» Source extract:
[Haskell-cafe] Clean Dynamics and serializing code to disk

Jed Brown jed at 59A2.org
Wed Dec 5 08:47:28 EST 2007


On  5 Dec 2007, gwern0 at gmail.com wrote:

> Since from my Lisp days I know that code is data, it strikes me that
> one could probably somehow smuggle Haskell expressions via this route
> although I am not sure this is a good way to go or even how one would
> do it (to turn, say, a list of the chosen ADT back into real
> functions, you need the 'eval' function, but apparently eval can only
> produce functions of the same type - so you'd need to either create as
> many adts and instances as there are varieties of type signatures in
> Haskell '98 and the libraries, I guess, or somehow encode in a lambda
> calculus). Is that a route worth pursuing?

I too am interested in serializing functions, but for a different
purpose: distributed computing without emulating global shared memory
like GdH.  The hard part, as I understand it, is tracking down all the
references in a function.  Once they are identified, we can wrap the
whole thing up (sort of lambda lifting at runtime) and send that.  I
believe this is what the GUM runtime does internally.  I am unaware of a
way to get at this information without modification of the runtime.

If the function we want to serialize is available at compile time, the
compiler should be able to do the lambda lifting and give us a binary
object that we can serialize.  I don't know if this is possible now or
if it would need a compiler modification.

» Problems to work on:
[1] According to the post on serializing functions, what purpose does the reply's author have for serializing functions?
[2] Extract, word for word, the passage of the post on serializing functions from "I too am interested" up to and including "a compiler modification.".

» Record excerpts:
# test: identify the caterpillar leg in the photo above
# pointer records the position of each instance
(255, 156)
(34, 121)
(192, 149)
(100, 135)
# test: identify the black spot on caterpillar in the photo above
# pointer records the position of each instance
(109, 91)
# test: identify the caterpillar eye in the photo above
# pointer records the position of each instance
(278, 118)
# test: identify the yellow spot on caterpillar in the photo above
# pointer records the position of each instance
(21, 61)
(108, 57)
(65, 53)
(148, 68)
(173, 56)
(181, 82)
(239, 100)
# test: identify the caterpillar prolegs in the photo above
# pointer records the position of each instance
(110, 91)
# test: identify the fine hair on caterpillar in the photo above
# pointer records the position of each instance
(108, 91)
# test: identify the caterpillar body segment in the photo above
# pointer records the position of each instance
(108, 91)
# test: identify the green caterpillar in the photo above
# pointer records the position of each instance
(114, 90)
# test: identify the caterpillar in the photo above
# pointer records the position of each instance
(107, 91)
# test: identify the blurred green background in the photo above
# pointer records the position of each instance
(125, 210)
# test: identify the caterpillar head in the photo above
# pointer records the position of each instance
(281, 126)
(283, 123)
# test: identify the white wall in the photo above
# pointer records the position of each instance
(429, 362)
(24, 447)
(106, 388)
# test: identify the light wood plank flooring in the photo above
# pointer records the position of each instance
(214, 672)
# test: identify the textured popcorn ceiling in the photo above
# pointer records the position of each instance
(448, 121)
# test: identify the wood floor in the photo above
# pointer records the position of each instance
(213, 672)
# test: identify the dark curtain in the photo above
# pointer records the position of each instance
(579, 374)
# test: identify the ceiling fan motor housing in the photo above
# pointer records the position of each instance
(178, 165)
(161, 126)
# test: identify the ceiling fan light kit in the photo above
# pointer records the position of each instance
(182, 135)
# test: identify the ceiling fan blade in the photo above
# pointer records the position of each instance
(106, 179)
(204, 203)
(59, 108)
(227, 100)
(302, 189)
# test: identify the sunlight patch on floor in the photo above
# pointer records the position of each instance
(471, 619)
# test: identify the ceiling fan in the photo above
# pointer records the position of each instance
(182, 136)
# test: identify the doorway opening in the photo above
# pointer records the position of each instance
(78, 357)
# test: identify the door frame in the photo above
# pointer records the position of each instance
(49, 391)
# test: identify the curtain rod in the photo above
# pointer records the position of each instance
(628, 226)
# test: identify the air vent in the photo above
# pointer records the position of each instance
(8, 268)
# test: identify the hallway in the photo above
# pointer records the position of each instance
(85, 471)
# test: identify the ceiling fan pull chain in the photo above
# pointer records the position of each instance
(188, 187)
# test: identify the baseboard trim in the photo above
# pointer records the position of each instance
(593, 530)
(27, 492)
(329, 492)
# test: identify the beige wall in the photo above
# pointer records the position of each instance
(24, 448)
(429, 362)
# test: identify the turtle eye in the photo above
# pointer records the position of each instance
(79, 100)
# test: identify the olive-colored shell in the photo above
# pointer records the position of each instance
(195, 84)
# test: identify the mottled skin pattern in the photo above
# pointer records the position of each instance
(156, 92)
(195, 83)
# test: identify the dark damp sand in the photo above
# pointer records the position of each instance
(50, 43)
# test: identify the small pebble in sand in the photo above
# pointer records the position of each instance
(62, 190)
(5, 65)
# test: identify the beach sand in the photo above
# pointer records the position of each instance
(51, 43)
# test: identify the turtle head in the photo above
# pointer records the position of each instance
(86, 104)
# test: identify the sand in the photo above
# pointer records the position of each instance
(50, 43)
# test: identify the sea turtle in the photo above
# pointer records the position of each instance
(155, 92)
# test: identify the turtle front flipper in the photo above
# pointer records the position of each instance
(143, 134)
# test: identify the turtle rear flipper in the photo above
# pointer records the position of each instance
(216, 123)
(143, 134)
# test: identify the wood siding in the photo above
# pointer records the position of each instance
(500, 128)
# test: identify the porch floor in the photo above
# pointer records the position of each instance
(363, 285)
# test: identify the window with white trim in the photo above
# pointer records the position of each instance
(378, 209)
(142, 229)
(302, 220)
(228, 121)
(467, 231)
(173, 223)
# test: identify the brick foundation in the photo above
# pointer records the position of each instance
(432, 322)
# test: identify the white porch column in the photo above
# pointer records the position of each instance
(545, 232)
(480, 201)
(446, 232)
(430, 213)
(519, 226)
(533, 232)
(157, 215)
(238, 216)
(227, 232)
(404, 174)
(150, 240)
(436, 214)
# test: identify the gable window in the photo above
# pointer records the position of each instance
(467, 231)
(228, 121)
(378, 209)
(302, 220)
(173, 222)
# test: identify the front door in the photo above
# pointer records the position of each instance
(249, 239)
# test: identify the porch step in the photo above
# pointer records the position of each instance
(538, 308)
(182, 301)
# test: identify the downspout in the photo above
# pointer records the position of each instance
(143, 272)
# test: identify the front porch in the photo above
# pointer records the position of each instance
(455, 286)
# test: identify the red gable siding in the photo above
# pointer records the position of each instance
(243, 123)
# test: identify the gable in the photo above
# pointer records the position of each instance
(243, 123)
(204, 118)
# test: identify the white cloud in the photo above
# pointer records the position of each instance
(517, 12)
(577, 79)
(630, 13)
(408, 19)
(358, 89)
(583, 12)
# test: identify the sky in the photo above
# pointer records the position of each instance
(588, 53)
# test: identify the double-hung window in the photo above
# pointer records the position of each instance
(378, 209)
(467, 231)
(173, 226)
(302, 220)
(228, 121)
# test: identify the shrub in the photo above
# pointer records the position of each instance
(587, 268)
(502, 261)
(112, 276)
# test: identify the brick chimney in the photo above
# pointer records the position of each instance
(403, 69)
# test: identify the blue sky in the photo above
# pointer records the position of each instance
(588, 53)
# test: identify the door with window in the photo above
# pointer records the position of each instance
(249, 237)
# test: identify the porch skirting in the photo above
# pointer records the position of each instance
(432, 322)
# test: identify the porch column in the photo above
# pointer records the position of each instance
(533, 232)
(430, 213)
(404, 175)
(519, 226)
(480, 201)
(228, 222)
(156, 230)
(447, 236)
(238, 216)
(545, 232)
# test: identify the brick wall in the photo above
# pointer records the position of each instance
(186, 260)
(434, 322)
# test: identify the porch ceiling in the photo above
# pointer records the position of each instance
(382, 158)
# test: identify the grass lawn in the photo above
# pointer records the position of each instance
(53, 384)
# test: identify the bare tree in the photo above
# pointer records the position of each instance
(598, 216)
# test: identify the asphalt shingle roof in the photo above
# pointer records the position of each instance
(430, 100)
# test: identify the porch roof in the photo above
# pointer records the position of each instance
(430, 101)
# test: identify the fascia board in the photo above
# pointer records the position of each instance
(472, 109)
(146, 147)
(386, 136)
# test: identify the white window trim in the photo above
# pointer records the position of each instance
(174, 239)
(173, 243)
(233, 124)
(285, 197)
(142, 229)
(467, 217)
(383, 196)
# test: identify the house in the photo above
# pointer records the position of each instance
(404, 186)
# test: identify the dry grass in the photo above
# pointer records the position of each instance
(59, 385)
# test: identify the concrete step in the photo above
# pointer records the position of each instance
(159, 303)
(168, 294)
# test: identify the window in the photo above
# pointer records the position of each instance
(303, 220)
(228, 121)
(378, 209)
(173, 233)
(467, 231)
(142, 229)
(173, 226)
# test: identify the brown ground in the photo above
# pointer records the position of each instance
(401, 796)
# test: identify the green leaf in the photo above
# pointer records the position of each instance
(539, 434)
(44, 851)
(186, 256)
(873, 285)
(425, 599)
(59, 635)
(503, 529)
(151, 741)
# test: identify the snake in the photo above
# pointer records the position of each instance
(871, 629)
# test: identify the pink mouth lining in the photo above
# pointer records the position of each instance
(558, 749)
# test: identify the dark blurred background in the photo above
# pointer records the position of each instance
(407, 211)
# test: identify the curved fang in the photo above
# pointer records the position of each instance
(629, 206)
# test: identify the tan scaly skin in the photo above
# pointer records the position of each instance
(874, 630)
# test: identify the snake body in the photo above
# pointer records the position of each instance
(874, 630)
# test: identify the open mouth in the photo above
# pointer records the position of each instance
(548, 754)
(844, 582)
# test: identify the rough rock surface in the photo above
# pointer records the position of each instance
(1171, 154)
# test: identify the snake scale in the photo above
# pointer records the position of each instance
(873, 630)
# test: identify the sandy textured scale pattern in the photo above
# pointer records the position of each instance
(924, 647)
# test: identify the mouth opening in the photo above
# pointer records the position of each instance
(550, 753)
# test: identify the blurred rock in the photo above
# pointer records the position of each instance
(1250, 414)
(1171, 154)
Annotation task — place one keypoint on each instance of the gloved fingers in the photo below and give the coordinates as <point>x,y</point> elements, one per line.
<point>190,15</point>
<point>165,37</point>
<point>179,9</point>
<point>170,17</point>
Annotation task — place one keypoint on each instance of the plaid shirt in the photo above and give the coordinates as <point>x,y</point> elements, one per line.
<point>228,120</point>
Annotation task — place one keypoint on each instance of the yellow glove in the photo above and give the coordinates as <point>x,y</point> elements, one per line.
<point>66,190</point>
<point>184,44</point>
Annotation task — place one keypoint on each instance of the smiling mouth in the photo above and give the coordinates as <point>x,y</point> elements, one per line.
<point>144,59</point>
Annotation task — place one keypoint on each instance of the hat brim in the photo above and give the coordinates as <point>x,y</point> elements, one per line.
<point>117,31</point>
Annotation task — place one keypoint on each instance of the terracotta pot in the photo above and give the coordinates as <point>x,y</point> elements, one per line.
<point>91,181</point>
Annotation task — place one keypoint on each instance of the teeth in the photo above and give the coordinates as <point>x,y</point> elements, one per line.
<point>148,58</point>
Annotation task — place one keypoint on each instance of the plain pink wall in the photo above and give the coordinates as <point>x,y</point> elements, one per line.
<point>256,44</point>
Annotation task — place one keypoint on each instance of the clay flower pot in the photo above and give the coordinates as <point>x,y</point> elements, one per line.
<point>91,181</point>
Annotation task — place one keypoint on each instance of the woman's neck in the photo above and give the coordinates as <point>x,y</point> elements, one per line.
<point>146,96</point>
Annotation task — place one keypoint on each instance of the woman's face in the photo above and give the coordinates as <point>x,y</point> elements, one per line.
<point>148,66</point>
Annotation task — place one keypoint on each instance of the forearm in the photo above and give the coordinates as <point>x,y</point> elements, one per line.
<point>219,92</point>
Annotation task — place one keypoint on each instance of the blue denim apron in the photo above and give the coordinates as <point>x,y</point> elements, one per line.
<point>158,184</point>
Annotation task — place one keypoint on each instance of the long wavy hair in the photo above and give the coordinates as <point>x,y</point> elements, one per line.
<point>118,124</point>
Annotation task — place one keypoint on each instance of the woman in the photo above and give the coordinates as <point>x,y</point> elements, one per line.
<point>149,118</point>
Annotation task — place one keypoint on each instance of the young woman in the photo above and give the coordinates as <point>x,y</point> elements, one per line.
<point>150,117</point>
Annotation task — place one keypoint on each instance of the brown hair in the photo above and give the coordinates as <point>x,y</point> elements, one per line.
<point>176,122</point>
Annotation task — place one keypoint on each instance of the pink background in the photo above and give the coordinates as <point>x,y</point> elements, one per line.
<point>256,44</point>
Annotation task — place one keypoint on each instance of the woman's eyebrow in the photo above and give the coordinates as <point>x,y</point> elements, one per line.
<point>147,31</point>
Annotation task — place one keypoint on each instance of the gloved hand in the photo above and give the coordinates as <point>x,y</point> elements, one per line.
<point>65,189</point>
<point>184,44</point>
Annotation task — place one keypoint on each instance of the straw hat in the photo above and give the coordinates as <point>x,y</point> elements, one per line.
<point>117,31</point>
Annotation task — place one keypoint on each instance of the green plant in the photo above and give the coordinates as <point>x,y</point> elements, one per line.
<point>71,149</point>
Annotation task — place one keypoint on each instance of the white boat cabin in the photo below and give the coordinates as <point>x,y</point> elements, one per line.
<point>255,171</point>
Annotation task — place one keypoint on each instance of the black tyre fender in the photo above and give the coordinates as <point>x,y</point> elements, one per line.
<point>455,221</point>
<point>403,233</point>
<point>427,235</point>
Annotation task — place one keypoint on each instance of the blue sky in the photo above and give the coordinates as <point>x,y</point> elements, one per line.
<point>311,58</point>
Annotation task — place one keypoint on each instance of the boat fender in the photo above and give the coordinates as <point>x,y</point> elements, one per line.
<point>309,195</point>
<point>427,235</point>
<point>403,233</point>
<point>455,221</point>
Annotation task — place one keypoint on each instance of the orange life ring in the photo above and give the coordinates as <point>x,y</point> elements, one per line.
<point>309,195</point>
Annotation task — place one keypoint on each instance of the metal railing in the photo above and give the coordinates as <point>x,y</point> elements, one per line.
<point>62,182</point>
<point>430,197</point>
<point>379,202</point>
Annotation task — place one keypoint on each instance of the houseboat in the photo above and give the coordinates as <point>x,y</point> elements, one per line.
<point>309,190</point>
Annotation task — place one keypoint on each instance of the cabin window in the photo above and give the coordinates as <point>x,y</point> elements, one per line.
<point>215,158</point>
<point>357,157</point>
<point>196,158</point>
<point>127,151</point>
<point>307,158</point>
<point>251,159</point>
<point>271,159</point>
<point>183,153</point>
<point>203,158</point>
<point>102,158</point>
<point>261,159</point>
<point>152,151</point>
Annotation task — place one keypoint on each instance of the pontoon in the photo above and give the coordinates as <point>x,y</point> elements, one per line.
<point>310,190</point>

» Responses in order:
[1] Distributed computing without emulating global shared memory like GdH.

[2]
I too am interested in serializing functions, but for a different
purpose: distributed computing without emulating global shared memory
like GdH.  The hard part, as I understand it, is tracking down all the
references in a function.  Once they are identified, we can wrap the
whole thing up (sort of lambda lifting at runtime) and send that.  I
believe this is what the GUM runtime does internally.  I am unaware of a
way to get at this information without modification of the runtime.

If the function we want to serialize is available at compile time, the
compiler should be able to do the lambda lifting and give us a binary
object that we can serialize.  I don't know if this is possible now or
if it would need a compiler modification.